**Exercise requirements:**
Copy each of the following lines word for word, in the same order.

--- START ---

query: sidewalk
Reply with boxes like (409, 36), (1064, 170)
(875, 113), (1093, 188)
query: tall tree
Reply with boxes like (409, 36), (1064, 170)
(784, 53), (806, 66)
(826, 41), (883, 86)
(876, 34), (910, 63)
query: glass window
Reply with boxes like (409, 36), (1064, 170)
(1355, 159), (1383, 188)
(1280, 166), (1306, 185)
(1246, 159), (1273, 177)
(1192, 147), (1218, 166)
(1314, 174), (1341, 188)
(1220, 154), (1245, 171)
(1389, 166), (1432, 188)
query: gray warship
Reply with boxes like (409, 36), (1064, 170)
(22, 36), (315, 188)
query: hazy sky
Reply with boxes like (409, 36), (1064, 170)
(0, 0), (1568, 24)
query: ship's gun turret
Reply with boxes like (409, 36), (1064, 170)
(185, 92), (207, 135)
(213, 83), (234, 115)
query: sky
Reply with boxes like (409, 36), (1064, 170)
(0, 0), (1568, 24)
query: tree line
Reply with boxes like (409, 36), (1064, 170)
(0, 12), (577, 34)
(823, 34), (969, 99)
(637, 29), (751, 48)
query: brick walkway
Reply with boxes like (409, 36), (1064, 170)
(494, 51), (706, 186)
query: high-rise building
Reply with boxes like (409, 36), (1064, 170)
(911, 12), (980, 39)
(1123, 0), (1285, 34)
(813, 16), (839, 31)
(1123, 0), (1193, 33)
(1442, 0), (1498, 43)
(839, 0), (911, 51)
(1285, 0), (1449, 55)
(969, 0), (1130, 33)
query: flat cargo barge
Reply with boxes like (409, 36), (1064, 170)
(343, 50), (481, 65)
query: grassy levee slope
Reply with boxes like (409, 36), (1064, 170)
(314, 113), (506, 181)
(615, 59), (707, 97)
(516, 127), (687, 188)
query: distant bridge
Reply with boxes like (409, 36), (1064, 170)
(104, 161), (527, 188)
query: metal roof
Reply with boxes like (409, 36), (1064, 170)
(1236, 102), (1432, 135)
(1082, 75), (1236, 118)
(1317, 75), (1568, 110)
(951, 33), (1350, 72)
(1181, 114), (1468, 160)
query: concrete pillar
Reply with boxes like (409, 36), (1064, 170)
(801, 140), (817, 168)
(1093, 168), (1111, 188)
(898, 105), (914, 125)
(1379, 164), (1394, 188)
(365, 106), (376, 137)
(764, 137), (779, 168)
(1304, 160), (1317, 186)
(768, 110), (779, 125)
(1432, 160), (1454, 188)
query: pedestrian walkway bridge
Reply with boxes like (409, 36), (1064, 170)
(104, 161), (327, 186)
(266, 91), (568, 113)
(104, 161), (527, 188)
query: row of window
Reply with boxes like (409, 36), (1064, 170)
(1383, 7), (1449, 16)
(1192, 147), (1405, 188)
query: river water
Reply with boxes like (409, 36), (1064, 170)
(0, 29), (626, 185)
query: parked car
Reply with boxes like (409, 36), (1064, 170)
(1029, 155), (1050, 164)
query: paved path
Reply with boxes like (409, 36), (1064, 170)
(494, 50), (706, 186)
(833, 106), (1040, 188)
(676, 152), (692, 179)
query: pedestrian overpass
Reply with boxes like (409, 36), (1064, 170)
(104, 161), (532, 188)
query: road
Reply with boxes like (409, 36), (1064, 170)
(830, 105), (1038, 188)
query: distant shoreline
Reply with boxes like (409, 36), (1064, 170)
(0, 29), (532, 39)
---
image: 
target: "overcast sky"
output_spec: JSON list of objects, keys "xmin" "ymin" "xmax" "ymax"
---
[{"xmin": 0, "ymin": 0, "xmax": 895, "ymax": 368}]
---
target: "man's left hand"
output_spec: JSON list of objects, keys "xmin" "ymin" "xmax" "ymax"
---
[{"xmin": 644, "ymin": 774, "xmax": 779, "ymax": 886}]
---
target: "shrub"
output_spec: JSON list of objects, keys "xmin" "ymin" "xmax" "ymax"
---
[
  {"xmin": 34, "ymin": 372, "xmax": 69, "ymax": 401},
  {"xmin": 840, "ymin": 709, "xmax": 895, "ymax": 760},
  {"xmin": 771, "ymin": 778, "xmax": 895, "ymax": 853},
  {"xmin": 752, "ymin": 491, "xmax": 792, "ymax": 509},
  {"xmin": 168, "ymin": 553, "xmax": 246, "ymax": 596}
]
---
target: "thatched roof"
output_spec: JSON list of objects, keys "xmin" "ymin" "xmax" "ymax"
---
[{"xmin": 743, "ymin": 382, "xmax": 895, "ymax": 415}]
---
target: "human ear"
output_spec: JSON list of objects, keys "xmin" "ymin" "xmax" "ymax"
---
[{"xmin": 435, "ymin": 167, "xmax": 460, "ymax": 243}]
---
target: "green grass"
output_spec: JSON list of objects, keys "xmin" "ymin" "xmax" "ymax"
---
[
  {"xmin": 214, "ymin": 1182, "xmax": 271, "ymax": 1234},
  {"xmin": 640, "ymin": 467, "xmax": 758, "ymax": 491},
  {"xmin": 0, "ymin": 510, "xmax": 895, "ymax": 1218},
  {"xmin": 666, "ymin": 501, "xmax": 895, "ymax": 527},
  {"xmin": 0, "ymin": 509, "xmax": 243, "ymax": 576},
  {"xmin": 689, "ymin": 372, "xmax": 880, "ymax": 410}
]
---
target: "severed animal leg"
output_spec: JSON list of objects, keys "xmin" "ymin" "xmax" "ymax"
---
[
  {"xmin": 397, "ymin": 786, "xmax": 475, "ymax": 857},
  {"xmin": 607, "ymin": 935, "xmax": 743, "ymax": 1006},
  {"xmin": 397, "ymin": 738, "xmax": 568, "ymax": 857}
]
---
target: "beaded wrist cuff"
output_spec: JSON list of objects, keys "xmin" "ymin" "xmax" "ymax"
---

--- END ---

**Complete output:**
query: sidewalk
Reply with boxes like (409, 36), (1064, 170)
(875, 113), (1093, 188)
query: tall tree
Reply with boxes like (409, 36), (1064, 170)
(784, 53), (806, 66)
(826, 41), (883, 86)
(876, 34), (910, 63)
query: glass window
Reply with boxes like (409, 36), (1064, 170)
(1355, 159), (1383, 188)
(1280, 166), (1306, 185)
(1246, 159), (1273, 177)
(1192, 147), (1218, 166)
(1314, 174), (1341, 188)
(1220, 154), (1245, 171)
(1389, 166), (1432, 188)
query: gray warship
Reply with boxes like (409, 36), (1064, 170)
(22, 36), (315, 188)
query: hazy sky
Reply with boxes like (409, 36), (1064, 170)
(0, 0), (1568, 24)
query: ship's gun turret
Reply with boxes like (409, 36), (1064, 170)
(185, 92), (207, 135)
(213, 83), (234, 115)
query: sky
Reply with boxes like (409, 36), (1064, 170)
(0, 0), (1568, 24)
query: tree line
Reply with boxes like (409, 36), (1064, 170)
(0, 12), (577, 34)
(823, 34), (969, 99)
(637, 29), (751, 48)
query: brick walkway
Reply with boxes like (409, 36), (1064, 170)
(494, 51), (706, 186)
query: high-rise building
Reply with boxes like (409, 36), (1064, 170)
(911, 12), (980, 39)
(1123, 0), (1285, 34)
(813, 16), (839, 31)
(1123, 0), (1193, 33)
(1442, 0), (1498, 43)
(839, 0), (911, 51)
(1285, 0), (1449, 55)
(969, 0), (1130, 33)
query: flat cargo barge
Reply with boxes like (409, 36), (1064, 170)
(343, 50), (481, 65)
query: grassy levee slope
Reply with boxes like (409, 36), (1064, 170)
(314, 113), (506, 181)
(615, 59), (707, 97)
(516, 127), (687, 188)
query: distant bridge
Reply with boxes like (409, 36), (1064, 170)
(104, 161), (527, 188)
query: metal roof
Reply with boxes like (409, 36), (1064, 170)
(1236, 102), (1432, 135)
(1082, 75), (1236, 118)
(1317, 75), (1568, 110)
(951, 33), (1350, 72)
(1181, 114), (1468, 160)
query: concrete pillar
Reply with boxes like (409, 36), (1064, 170)
(801, 140), (817, 168)
(1093, 168), (1111, 188)
(898, 105), (914, 125)
(1379, 164), (1394, 188)
(365, 106), (376, 137)
(764, 137), (779, 168)
(1304, 160), (1317, 186)
(768, 110), (779, 125)
(1432, 160), (1454, 188)
query: pedestrian walkway bridge
Reply with boxes like (409, 36), (1064, 170)
(104, 161), (327, 186)
(266, 91), (568, 113)
(104, 161), (527, 188)
query: row of window
Reply with boxes like (409, 36), (1064, 170)
(1383, 7), (1449, 16)
(1192, 147), (1405, 188)
query: river water
Reply with boxes like (409, 36), (1064, 170)
(0, 29), (626, 185)
query: parked car
Reply with boxes like (409, 36), (1064, 170)
(1029, 155), (1050, 164)
query: paved path
Reply with boxes like (409, 36), (1064, 170)
(494, 50), (706, 186)
(833, 106), (1040, 188)
(676, 152), (692, 179)
query: pedestrian overpass
Reply with boxes like (409, 36), (1064, 170)
(104, 161), (532, 188)
query: road
Reply with boxes like (409, 36), (1064, 170)
(830, 105), (1038, 188)
query: distant shoreline
Reply with boxes like (409, 36), (1064, 170)
(0, 29), (532, 39)
---
image: 
target: "overcast sky"
output_spec: JSON list of objects, keys "xmin" "ymin" "xmax" "ymax"
---
[{"xmin": 0, "ymin": 0, "xmax": 895, "ymax": 368}]
---
target: "man's left hand"
output_spec: JSON list of objects, keys "xmin" "ymin" "xmax" "ymax"
---
[{"xmin": 644, "ymin": 774, "xmax": 779, "ymax": 886}]
---
target: "shrub"
output_spec: JSON list of objects, keys "xmin" "ymin" "xmax" "ymax"
---
[
  {"xmin": 34, "ymin": 372, "xmax": 69, "ymax": 401},
  {"xmin": 840, "ymin": 709, "xmax": 895, "ymax": 760},
  {"xmin": 771, "ymin": 778, "xmax": 895, "ymax": 853},
  {"xmin": 752, "ymin": 491, "xmax": 792, "ymax": 509},
  {"xmin": 168, "ymin": 553, "xmax": 246, "ymax": 596}
]
---
target: "thatched roof"
output_spec: JSON list of objects, keys "xmin" "ymin" "xmax" "ymax"
---
[{"xmin": 743, "ymin": 382, "xmax": 895, "ymax": 415}]
---
target: "human ear"
output_spec: JSON list of objects, keys "xmin" "ymin" "xmax" "ymax"
---
[{"xmin": 435, "ymin": 167, "xmax": 460, "ymax": 243}]
---
target: "green grass"
output_spec: JSON list of objects, keys "xmin" "ymin" "xmax" "ymax"
---
[
  {"xmin": 214, "ymin": 1182, "xmax": 271, "ymax": 1234},
  {"xmin": 640, "ymin": 467, "xmax": 758, "ymax": 491},
  {"xmin": 0, "ymin": 510, "xmax": 895, "ymax": 1218},
  {"xmin": 666, "ymin": 501, "xmax": 895, "ymax": 527},
  {"xmin": 0, "ymin": 509, "xmax": 243, "ymax": 576},
  {"xmin": 689, "ymin": 372, "xmax": 880, "ymax": 410}
]
---
target: "severed animal leg"
output_spec: JSON list of objects, keys "xmin" "ymin" "xmax" "ymax"
---
[
  {"xmin": 397, "ymin": 786, "xmax": 475, "ymax": 857},
  {"xmin": 607, "ymin": 935, "xmax": 743, "ymax": 1006},
  {"xmin": 397, "ymin": 738, "xmax": 568, "ymax": 857}
]
---
target: "beaded wrist cuff"
output_spec: JSON list of objects, keys "xmin" "ymin" "xmax" "ymax"
---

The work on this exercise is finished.